Page excerpt:

┌──

Wednesday, 10 October 2012

PETA vs. Pokemon

PETA have launched a camping against the mistreatment of Pokemon.

You see they think that we, as meat hungry savages, are capturing these powerful creatures in balls, forcing them to fight against one another, holding tournaments to see which is the strongest and even creating lines of merchandise, such as trading cards, to profit from their undeserved misery. Not only are we doing all of this but we are also actively encouraging our children to go out into the wild (by themselves!!!) and catch their own Pokemon so that they too can mistreat them and use them to satisfy their more sadistic, violent urges.

└──

Dataset entries
┌──

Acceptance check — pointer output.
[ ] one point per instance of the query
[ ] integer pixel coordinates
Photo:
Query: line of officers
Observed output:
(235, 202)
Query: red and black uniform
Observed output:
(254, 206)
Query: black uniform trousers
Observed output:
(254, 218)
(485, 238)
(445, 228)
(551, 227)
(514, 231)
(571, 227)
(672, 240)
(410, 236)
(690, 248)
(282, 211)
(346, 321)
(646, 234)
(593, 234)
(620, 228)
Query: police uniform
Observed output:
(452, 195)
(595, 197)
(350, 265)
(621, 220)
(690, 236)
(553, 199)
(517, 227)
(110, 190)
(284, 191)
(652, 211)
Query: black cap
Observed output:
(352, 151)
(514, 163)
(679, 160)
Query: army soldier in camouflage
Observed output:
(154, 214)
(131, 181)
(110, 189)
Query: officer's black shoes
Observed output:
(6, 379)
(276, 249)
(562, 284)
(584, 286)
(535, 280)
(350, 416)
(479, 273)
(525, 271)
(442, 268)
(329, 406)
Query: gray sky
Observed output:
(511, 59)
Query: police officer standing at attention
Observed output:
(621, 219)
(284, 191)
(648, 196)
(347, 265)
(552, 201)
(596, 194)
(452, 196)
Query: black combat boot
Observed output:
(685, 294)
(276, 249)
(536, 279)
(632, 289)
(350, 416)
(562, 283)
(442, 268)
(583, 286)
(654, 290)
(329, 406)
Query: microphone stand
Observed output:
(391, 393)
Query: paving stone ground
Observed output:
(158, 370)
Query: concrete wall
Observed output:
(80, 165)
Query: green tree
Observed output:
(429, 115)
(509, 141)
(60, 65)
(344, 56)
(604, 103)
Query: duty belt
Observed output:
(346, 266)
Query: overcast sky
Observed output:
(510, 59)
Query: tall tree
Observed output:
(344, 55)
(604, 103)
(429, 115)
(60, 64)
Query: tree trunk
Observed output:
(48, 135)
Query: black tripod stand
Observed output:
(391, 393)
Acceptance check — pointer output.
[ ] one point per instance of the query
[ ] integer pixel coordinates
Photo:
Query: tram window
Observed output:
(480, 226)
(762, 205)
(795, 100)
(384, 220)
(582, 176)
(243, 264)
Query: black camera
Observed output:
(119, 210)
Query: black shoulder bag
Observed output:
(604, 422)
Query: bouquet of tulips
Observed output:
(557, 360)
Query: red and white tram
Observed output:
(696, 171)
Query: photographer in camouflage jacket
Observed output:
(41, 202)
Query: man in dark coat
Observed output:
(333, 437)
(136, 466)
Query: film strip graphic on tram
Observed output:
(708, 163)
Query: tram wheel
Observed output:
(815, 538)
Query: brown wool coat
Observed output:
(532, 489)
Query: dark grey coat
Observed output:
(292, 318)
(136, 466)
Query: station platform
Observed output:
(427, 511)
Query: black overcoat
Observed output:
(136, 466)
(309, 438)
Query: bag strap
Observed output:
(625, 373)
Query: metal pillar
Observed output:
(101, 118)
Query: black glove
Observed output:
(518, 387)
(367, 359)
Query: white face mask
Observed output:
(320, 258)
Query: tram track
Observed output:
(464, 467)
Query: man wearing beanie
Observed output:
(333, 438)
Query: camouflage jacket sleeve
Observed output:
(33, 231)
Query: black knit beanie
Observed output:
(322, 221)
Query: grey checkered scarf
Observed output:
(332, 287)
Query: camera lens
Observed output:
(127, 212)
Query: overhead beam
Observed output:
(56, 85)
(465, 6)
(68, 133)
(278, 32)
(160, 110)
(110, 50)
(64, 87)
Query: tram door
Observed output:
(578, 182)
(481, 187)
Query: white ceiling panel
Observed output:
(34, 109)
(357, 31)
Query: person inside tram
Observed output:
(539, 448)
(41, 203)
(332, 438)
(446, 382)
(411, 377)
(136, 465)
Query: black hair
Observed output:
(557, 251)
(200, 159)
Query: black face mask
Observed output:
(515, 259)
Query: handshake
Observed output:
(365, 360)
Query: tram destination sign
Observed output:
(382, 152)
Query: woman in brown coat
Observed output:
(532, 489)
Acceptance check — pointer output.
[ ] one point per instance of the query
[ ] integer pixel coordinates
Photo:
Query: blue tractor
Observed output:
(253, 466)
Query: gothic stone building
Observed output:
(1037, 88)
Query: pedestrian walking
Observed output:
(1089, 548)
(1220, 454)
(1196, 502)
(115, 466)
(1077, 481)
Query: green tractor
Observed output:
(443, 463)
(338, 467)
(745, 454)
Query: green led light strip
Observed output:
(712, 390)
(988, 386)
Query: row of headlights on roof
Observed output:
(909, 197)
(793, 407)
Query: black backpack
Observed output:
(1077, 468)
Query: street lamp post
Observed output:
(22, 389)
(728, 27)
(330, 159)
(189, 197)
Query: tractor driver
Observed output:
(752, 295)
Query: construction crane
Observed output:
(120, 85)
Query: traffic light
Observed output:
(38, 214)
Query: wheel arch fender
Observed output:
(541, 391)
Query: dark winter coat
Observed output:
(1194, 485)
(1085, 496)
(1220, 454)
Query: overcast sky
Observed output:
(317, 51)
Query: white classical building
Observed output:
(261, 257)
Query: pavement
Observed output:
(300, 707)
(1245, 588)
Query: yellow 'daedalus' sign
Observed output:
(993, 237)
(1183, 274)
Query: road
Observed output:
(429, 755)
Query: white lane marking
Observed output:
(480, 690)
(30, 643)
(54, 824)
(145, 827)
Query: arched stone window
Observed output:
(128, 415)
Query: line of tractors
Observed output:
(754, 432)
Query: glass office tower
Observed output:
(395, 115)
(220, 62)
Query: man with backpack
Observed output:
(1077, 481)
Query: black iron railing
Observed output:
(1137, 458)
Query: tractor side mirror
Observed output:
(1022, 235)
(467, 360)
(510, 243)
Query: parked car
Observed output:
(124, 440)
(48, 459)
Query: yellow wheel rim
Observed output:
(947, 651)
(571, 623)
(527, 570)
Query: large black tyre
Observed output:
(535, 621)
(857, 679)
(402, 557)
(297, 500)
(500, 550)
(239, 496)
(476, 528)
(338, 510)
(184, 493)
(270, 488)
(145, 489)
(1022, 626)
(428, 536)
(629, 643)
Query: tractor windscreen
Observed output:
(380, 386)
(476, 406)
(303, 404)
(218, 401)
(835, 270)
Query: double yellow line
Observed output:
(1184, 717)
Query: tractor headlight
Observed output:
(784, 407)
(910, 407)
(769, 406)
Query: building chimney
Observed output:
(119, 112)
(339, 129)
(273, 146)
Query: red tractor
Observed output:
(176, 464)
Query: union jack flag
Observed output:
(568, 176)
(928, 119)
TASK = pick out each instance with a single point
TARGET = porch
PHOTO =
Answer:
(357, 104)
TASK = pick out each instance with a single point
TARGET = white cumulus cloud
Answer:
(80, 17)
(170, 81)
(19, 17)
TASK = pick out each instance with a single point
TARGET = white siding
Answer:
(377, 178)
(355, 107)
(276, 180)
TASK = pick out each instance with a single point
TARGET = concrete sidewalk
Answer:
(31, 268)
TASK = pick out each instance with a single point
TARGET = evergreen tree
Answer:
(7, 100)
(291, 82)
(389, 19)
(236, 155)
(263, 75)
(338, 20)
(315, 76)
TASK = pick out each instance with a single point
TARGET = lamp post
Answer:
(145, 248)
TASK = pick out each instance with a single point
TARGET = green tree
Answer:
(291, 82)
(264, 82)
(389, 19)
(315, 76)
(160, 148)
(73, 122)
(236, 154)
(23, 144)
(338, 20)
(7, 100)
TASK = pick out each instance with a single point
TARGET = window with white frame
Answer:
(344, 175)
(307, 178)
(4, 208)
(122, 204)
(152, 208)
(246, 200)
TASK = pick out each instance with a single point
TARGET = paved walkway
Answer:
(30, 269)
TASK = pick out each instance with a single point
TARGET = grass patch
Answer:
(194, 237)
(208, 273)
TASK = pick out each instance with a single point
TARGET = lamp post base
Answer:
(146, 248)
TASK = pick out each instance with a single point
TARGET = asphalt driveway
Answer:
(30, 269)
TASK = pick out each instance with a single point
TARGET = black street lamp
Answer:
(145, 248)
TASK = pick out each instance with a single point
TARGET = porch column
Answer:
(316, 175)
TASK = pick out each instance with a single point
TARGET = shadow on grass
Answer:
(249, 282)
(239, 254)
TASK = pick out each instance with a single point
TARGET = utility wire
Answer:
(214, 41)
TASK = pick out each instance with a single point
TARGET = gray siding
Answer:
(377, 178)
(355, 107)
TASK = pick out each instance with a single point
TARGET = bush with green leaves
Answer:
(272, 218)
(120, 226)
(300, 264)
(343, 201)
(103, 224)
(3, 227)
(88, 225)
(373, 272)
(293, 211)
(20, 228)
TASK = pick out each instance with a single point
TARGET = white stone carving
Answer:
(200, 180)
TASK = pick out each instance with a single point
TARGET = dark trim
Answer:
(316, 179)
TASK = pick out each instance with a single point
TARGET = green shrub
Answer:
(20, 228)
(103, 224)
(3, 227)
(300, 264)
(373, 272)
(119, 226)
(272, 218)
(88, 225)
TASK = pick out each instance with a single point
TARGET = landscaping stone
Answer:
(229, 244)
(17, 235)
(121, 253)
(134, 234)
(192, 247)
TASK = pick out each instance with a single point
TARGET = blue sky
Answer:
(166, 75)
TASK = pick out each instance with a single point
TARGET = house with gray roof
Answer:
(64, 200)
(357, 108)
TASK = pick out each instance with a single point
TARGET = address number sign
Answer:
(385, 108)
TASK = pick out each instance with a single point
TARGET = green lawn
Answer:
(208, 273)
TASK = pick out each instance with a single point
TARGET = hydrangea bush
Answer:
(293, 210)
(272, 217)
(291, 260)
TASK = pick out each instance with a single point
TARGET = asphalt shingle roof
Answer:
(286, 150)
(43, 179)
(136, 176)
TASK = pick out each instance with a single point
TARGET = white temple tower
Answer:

└──

Task item: Could you repeat the full PETA vs. Pokemon piece word for word, from its date line to its final sentence?

Answer to the exercise:
Wednesday, 10 October 2012

PETA vs. Pokemon

PETA have launched a camping against the mistreatment of Pokemon.

You see they think that we, as meat hungry savages, are capturing these powerful creatures in balls, forcing them to fight against one another, holding tournaments to see which is the strongest and even creating lines of merchandise, such as trading cards, to profit from their undeserved misery. Not only are we doing all of this but we are also actively encouraging our children to go out into the wild (by themselves!!!) and catch their own Pokemon so that they too can mistreat them and use them to satisfy their more sadistic, violent urges.